◆ **課題一覧**:
A – 次の(i)〜(iii)は、安全とコストについての課題文の内容と合っていますか。それぞれ「はい」か「いいえ」で答え、判断の決め手となる箇所を課題文から一字一句そのまま引用してください。
(i) 筆者は、安全は選択肢の一つだと考えている。
(ii) 筆者によれば、首都機能移転のコストは、安全を守るためのコストと考えればむしろ安いかもしれない。
(iii) 筆者は、今の日本は安全に関して十分に備えていると述べている。
B – 安全とコストについての課題文を、最後の文の後から書き継いでください。

◆ **課題文**:
———

日本では、安全に対する思想が明確ではないのかもしれません。政府の人も企業の経営者も、安全は選択肢だと思っています。しかし、それは違います。安全とはコストなのです。「セキュリティをやっても利益に結びつかない」と経営者がよく言うのですが、会社がつぶれてしまったら、利益も何もありません。セキュリティとは、会社をつぶさないためのコストなのです。

首都機能移転のコストにしても、安全を守るためのコストと考えれば、むしろ安いということになるかもしれません。どんな危機的状況が襲っても、国家としての一定の機能が維持できるようになる。その中では、救援・救助なども遅滞なく行われて一定レベルの経済活動も維持されるということを考える必要があるのではないかと思います。

しかし、今の日本は、安全ということに関しては全て抜けてしまっている状態にあります。ですから、逆にいうと安全を前面に押し出して首都機能移転の必要性を訴えれば、国民に対する相当なアピールになるのではないかと思います。

———

[写真に基づく指示表現データ]
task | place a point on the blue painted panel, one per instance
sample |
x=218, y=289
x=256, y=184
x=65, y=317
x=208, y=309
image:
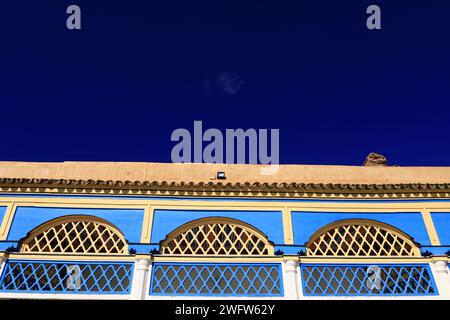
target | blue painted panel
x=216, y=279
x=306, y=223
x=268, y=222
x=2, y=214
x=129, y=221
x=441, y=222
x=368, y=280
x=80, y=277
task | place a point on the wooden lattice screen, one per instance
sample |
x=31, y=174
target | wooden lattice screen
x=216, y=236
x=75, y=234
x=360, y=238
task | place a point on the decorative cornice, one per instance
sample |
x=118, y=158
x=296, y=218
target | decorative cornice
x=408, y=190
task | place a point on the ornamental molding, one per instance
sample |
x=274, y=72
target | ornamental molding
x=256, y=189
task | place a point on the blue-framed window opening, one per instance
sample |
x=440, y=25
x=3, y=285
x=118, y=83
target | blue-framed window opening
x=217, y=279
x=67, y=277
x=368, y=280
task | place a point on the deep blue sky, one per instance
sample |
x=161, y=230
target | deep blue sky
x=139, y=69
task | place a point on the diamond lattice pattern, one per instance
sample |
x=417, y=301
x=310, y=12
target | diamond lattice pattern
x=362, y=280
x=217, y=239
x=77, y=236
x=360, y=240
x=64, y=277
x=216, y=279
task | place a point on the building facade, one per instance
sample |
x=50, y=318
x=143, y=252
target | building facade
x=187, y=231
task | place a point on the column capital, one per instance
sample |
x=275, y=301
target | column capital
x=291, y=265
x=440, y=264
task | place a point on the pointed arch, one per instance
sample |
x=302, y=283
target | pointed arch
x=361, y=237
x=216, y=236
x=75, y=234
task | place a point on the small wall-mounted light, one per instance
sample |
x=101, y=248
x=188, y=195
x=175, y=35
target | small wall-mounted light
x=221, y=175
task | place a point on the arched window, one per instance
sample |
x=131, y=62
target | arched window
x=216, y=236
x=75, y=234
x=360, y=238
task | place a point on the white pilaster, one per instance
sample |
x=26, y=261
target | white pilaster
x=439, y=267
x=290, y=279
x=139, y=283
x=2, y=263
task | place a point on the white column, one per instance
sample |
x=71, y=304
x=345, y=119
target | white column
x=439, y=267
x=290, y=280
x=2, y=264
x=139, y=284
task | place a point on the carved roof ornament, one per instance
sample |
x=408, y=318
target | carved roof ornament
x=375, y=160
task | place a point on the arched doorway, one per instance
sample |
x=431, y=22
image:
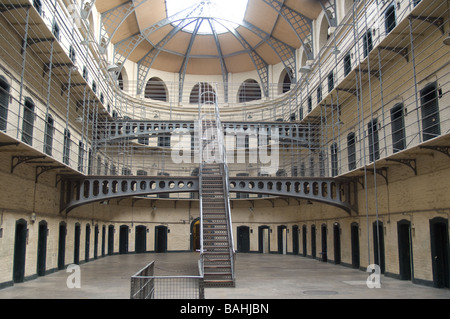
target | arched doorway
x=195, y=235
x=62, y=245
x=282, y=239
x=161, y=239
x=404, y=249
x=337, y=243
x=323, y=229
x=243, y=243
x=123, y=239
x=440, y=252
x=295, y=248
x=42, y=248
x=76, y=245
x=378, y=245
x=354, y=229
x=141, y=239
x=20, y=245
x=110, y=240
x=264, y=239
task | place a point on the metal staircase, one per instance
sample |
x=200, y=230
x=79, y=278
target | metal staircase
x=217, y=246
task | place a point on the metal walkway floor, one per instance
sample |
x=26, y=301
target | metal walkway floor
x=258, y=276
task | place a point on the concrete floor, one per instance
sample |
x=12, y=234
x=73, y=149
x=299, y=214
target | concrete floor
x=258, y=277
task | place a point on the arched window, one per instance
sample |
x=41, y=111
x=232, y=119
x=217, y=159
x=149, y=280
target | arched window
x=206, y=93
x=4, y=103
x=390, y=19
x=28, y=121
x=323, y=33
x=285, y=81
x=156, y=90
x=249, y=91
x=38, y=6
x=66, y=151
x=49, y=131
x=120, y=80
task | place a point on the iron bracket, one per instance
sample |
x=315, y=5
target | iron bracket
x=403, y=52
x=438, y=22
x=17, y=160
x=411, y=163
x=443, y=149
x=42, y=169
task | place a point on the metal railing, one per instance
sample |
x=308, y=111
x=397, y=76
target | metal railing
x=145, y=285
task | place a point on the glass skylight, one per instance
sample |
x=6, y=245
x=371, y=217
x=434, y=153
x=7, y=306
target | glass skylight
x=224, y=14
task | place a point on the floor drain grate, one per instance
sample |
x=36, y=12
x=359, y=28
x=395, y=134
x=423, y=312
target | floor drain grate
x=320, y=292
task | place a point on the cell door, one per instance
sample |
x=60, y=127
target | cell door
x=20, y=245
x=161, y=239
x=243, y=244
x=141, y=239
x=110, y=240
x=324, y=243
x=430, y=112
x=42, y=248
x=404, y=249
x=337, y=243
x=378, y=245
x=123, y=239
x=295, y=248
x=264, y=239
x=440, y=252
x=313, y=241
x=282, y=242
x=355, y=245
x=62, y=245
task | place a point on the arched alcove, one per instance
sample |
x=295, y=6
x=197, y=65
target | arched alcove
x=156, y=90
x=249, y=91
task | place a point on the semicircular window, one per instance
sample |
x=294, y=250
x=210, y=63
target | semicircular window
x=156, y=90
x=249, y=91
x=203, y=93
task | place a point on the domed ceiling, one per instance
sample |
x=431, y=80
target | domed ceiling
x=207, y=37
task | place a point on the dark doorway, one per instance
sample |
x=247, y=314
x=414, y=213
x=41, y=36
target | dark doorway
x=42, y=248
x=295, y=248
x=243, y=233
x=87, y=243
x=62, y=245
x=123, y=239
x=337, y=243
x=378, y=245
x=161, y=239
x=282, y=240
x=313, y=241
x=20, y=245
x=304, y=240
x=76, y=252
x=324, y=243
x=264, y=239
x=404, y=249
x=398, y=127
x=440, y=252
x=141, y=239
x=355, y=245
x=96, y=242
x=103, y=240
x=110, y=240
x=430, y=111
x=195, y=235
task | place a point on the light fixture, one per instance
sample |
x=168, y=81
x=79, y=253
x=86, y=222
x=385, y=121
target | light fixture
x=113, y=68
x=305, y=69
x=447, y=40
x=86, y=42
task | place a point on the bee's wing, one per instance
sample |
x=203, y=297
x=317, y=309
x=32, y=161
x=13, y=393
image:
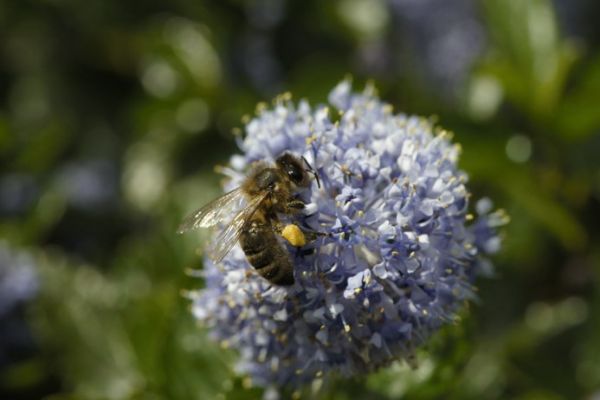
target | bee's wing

———

◆ **解答一覧**:
A –
(i) いいえ。「しかし、それは違います。安全とはコストなのです。」
(ii) はい。「首都機能移転のコストにしても、安全を守るためのコストと考えれば、むしろ安いということになるかもしれません。」
(iii) いいえ。「今の日本は、安全ということに関しては全て抜けてしまっている状態にあります。」

B –
私は消防審議会の委員などもやっていますが、なぜ消防に関わりを持っているかといいますと、軍事問題がまとめるのに非常に難しいテーマであることも関係しています。軍事問題となると、賛成も反対もありますし、議論が百出します。また、例え国内でまとまったとしても、外国が注文をつけてくるテーマであるわけです。外国からも言いがかりをつけられないように、国内的にもコンセンサスが得られるようにまとめていくというのは、国民挙げて相当な能力がなければできません。いわば、これは応用問題なわけです。

ただ、同じように税金を使って国民の命を守るものであっても、例えば防災能力を上げることには誰も反対しません。また、交通事故の死者を減らすことや医療ミスをなくすことにも誰も反対しません。これは、基礎問題です。私は、基礎問題からやらなければ、応用問題はできないのではないかと思います。逆にいうと、基礎問題をきちんとクリアできるのであれば、応用問題も必ず健全かつ適正なレベルに持っていくことができるだろうと考えています。そういう思いを込めて、私は消防や医療などに関わっているのです。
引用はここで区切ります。